[Point localization data]
━━━━

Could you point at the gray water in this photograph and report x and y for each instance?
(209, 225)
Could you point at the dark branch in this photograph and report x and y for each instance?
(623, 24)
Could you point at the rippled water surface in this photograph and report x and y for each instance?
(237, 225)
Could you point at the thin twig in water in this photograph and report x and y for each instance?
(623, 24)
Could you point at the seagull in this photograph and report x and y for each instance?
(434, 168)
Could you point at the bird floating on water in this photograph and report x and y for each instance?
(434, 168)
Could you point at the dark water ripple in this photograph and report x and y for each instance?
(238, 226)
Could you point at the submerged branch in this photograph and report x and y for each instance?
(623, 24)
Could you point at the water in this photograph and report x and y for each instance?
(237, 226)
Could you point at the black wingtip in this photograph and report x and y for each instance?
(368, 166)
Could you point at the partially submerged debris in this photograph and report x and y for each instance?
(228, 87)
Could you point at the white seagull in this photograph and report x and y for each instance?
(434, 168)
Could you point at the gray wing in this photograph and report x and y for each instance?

━━━━

#### [What you will do]
Nothing but the lines from the one with "Could you point at the thin" through the end of the data above should be reproduced, each exactly, both ends included.

#### [Task result]
Could you point at the thin twig in water in this photograph and report x and y for each instance?
(623, 24)
Could you point at the seagull in this photograph and report x and y for each instance?
(434, 168)
Could you point at the bird floating on water in this photograph and report x and y for each instance?
(434, 168)
Could you point at the dark water ripple in this photograph and report x and y for each instance?
(238, 226)
Could you point at the submerged branch in this photograph and report x and y for each instance?
(623, 24)
Could you point at the water in this photograph and report x and y for each instance?
(237, 226)
Could you point at the black wingtip in this photograph and report x and y for each instance?
(368, 166)
Could you point at the partially submerged debris in this photograph and report x and y for each instance?
(228, 87)
Could you point at the white seagull in this photograph and report x and y for each instance?
(434, 168)
Could you point at the gray wing in this photograph and report x and y for each instance?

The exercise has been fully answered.